# ott vs ttf - what advantage?



## boomslang (Jun 22, 2018)

Whether you shoot either way, ' wondering what advantage has led to choosing your style?


----------



## Covert5 (Feb 7, 2018)

I shoot pfs style. If you shoot this way, you can pretty much shoot any frame.


----------



## skropi (Mar 22, 2018)

I shoot both ways, but I prefer ott, as I can see no advantage in TTF, while ott is simpler to setup. All is personal preference of course.


----------



## J3ff (Apr 12, 2019)

I switched from ttf to ott because on bad days where I couldn't hit the side of a mountain to save my life I cant get a fork hit to send the ammo who know where I live in a residential area so a tray shot hitting something and have neighbors come out and start a stink is not something I want


----------



## Northerner (Nov 9, 2010)

Last night I watched this Gamekeeper John YouTube vid on *TTF vs OTT.*


----------



## J3ff (Apr 12, 2019)

He is really good I like his stuff great shot great advice


----------



## Ordo (Feb 11, 2018)

I shoot OTT but in my limited experience the style that you practice the more is the style that will give you more precision.


----------



## Samurai Samoht (Apr 6, 2013)

I can shoot either way but, years ago, painful bandslap made me take a good look at TTF and I just developed a preference for it. (Yes I now know it was mismatched bands - ammo  ) I had good accuracy almost right away and was thankfully not afflicted with fork hit issues so I stuck with it.


----------



## MarkB (Nov 19, 2019)

§ **Records of labeled points**:
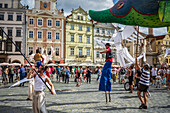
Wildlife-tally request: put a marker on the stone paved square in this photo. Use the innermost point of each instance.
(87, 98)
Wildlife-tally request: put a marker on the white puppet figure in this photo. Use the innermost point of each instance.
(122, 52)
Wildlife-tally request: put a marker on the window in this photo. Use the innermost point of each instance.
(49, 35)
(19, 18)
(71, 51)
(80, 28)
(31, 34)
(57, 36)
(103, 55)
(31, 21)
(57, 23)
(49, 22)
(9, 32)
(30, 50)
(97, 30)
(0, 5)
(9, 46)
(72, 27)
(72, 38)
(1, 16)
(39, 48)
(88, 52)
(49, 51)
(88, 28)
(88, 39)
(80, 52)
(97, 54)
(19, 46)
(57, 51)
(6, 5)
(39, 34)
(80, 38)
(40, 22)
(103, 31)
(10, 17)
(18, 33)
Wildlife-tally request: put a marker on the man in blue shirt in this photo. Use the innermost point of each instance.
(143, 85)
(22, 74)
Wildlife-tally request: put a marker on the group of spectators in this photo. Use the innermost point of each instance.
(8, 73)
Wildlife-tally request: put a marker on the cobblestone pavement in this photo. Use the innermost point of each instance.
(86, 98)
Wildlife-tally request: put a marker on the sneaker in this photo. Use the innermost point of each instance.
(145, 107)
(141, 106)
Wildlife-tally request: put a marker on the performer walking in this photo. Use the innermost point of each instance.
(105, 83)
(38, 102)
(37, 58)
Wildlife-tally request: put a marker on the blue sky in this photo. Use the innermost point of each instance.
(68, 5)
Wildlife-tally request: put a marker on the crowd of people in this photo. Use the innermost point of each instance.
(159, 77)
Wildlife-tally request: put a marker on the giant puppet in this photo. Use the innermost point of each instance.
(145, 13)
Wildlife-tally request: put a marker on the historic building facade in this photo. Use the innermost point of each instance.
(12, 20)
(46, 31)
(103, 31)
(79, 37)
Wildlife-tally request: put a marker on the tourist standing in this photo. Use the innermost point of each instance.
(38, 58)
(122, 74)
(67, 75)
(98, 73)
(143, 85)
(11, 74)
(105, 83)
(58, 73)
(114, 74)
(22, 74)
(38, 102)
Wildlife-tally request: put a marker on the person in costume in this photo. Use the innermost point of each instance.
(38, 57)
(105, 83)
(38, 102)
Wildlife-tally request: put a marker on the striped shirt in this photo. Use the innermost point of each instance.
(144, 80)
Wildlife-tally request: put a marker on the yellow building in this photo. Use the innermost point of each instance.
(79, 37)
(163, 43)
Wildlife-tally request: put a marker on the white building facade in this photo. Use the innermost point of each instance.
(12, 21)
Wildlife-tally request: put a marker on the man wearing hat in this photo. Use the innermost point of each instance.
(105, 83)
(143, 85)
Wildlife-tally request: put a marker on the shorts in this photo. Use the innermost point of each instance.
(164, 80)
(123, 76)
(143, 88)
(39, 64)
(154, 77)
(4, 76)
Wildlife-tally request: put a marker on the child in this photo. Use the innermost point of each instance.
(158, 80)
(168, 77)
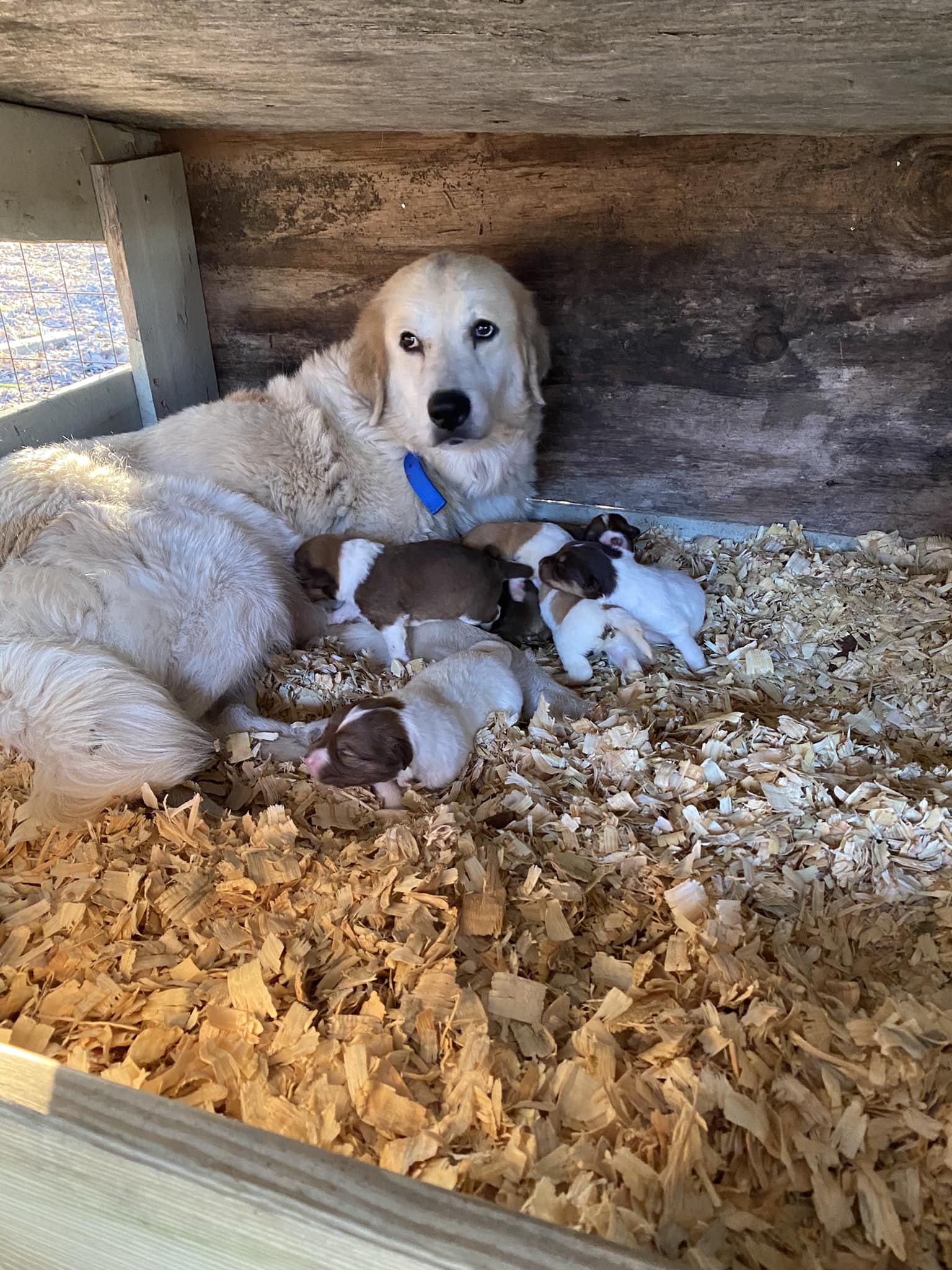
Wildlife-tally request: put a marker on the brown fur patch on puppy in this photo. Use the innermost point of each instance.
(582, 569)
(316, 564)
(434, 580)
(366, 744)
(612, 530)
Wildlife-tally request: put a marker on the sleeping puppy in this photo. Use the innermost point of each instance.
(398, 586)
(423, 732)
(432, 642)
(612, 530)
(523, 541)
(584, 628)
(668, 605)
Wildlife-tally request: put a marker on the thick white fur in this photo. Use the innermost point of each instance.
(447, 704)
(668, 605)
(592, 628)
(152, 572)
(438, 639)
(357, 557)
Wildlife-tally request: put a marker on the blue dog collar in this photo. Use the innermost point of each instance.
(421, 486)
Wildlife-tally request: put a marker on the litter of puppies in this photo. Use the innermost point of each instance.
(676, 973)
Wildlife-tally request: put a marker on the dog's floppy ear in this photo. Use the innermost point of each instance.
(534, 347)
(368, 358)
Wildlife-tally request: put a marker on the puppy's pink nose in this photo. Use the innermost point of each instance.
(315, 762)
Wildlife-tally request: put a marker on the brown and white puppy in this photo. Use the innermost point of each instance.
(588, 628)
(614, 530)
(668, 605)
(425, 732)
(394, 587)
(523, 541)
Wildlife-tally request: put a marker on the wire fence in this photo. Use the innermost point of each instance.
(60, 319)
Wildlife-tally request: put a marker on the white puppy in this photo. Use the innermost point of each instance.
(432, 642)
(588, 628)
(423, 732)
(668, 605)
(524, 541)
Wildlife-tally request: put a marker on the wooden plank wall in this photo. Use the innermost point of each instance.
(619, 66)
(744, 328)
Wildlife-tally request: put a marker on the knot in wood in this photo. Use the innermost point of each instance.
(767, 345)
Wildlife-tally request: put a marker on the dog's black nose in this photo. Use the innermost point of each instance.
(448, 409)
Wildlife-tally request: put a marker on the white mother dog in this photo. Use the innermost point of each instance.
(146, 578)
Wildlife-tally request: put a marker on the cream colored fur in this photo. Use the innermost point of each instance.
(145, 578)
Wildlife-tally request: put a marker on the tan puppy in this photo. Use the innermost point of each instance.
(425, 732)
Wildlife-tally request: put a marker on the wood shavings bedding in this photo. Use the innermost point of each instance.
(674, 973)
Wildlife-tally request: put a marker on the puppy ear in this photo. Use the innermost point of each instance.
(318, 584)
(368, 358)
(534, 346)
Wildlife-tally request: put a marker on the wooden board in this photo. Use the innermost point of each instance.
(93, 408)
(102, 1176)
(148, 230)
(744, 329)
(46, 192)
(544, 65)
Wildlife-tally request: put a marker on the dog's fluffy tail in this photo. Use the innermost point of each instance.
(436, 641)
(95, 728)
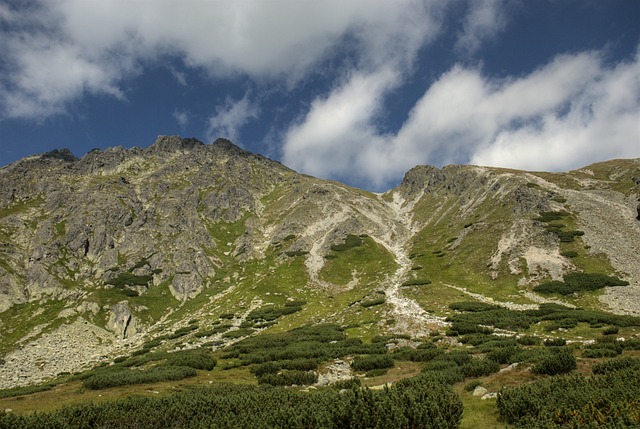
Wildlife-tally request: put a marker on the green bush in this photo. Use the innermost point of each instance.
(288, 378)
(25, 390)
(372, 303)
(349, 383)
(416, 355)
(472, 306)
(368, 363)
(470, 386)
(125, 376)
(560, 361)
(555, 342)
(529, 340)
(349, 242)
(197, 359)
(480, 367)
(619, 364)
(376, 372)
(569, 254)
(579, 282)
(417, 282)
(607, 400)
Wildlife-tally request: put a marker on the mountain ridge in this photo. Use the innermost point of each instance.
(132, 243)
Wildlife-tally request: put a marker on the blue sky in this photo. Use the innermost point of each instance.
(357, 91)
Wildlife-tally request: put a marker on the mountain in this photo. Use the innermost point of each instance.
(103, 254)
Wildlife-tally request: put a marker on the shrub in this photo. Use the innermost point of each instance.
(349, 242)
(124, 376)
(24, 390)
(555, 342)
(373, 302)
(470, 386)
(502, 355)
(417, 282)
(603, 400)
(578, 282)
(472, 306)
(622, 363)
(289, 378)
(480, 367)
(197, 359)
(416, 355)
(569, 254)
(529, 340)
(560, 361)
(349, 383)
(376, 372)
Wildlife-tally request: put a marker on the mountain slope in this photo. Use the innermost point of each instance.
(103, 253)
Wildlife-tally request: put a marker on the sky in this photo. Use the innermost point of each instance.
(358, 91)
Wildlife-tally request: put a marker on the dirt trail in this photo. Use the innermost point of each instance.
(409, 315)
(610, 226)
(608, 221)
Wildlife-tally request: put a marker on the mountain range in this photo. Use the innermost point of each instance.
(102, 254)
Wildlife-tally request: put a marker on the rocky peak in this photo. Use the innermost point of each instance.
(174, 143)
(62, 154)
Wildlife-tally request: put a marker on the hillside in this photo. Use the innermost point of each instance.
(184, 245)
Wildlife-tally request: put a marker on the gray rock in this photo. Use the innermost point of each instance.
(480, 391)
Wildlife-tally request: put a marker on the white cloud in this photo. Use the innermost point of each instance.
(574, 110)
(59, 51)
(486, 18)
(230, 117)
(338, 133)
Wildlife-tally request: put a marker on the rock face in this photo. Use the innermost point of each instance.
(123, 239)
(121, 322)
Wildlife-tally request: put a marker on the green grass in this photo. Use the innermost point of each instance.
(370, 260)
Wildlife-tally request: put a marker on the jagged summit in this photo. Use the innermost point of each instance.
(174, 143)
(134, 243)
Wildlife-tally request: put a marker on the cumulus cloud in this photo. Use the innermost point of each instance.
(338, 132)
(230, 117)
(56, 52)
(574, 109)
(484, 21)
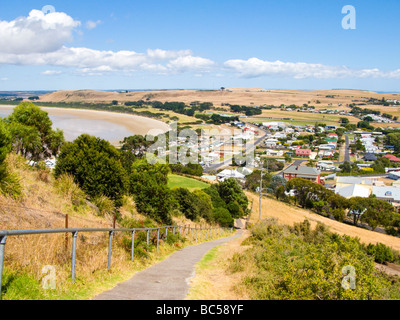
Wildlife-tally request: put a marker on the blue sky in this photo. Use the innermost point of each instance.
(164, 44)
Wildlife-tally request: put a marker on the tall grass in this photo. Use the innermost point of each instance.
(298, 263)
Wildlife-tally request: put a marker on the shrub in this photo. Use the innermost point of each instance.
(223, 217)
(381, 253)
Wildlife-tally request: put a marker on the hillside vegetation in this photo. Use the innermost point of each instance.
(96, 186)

§ **PROBLEM 1**: Copy the stretch of the thread on OTT versus TTF shooting from "# ott vs ttf" through "(Feb 7, 2018)".
§ **PROBLEM 2**:
For each statement below, decide whether the thread on OTT versus TTF shooting supports it, answering yes or no and quoting the deciding words.
(a) skropi prefers OTT partly because it is simpler to set up.
(b) J3ff switched from OTT to TTF.
(c) Samurai Samoht had fork hit issues after taking up TTF.
§ **PROBLEM 3**: Continue the thread on OTT versus TTF shooting from its last line.

§ **EXPECTED ANSWER 1**:
# ott vs ttf - what advantage?



## boomslang (Jun 22, 2018)

Whether you shoot either way, ' wondering what advantage has led to choosing your style?


----------



## Covert5 (Feb 7, 2018)

§ **EXPECTED ANSWER 2**:
(a) Yes: "I prefer ott, as I can see no advantage in TTF, while ott is simpler to setup."
(b) No: "I switched from ttf to ott"
(c) No: "was thankfully not afflicted with fork hit issues"

§ **EXPECTED ANSWER 3**:
I think it's like anything else. It's what you get used to. I shoot TTF, but to be honest, I haven't tried OTT, yet. I have the ability to with a couple of my slings. Just haven't done it, yet.

Mark

Sent from my iPhone using Tapatalk


----------



## Tremoside (Jul 17, 2013)

OTT for me is faster to load, more versatile for shooting at various distances, results in a more compact frame, shooting itself is more fluid, also preferred for heavier pulls. Like it on all type of frames. Easier to build a frame with this setup. Easier to add clips etc. too. I use it with corner of the mouth or "float" anchor.

TTF is great for a well known ammo-band-distance setup, or where precision (accuracy "on repeat") is the goal. Slower for me, more aiming, meditative in a different way. Like it on pinch grip frames (and thumb support). Tips require a bit more attention. Like to use with cheek anchor (Zygomatic Arch against Thumb).

Shoot both and you will gain confidence, skill and will have fun for sure!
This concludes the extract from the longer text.